SUPPLIED PASSAGE:

◆ ◆ ◆ ◆ ◆ ◆ ◆

Danny Gibbons’s Sherbet is a 26-minute journey through connections made in pits of despair, and the irreversible changes they leave in their wake. The story of a cab driver and a young passenger as they ride to the airport late at night takes the backseat in light of the film’s low-budget innovation on virtual production.
Using actual LED televisions to mimic passing traffic, the film makes a peculiar blend of a realist walk (drive)-and-talk drama and a cinematic 90s mood. They do not always match but every now and then, make for a lovely mix. Often, these liminal spaces in dated colours (a gas station in that very specific video camera footage green) seem intent on transporting the entire car, and therefore the narrative, inside a temporary heterotropia while the driver and his passenger become entwined in each other’s personal narratives. In a few rare instances, when the camera looks in on the characters from the outside, the city lights make you think of the mood in Lost in Translation (2003).
Rene (Jay Simpson) is a gruff cab driver with little patience to spare. Isa (India Brown), his latest—very chatty—passenger, has even less patience for Rene’s gruffness. The usual push and pull results in the usual compromise: Rene begrudgingly opens up. Of course, learning Isa is a teenager with terminal cancer running away from home might have played a role in that. The film largely rolls with the life is short, grab it by the balls, or more politely, carpe diem principle. Isa, its tragic poster girl, will judge you if you don’t, as Rene learns the hard way. Unlike, the moody blue-green passing traffic, the mood inside the car is kept warm, ideal for earning a friend and some life lessons. And so Rene does. This standard fare aside, the genuinely warm moments are when the characters just sit back and listen, or when, in one particular instance, Rene helps his newfound friend/life coach with her medications. The quasi-paternal act of care more effectively establishes character than many lines of dialogue. Simpson and Brown suit their characters, Brown especially shining in her character’s mellow moments; Simpson’s comic delivery teams naturally with Rene’s sincerity.

◆ ◆ ◆ ◆ ◆ ◆ ◆

(Stored data entries)
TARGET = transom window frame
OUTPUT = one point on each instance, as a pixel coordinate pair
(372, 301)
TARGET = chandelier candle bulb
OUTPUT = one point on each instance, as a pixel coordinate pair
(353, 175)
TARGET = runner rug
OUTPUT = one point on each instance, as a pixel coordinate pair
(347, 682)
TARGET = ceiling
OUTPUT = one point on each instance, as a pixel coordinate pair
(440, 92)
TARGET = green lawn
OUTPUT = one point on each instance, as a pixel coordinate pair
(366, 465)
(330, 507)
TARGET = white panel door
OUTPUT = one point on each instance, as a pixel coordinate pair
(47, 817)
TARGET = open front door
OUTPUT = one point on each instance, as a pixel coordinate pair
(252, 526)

◆ ◆ ◆ ◆ ◆ ◆ ◆

REQUIREMENT: Write the next part of the Sherbet film review, picking up right after its final sentence.

RESULT FOR THIS TASK:
At the end of their ride—it feels inaccurate to call it the destination to a journey that happened in a nowhere—the two part ways, Rene more fatherly than ever (in the laid back parent with an angsty child way) as each leaves the other with parting wisdom. In the back, the airport glows blue, almost but not quite like the iconic Twilight blue.
The title suits the film to a T. The tenderness of it is put through the thorned wash of Rene’s ill-humour and Isa’s impatience and enthusiasm for life, but it does eventually settle down. Their bond, temporary and indelibly associated with urgency, leaves each with something to do, a remedy to quietly passing through the shadows of the dying light.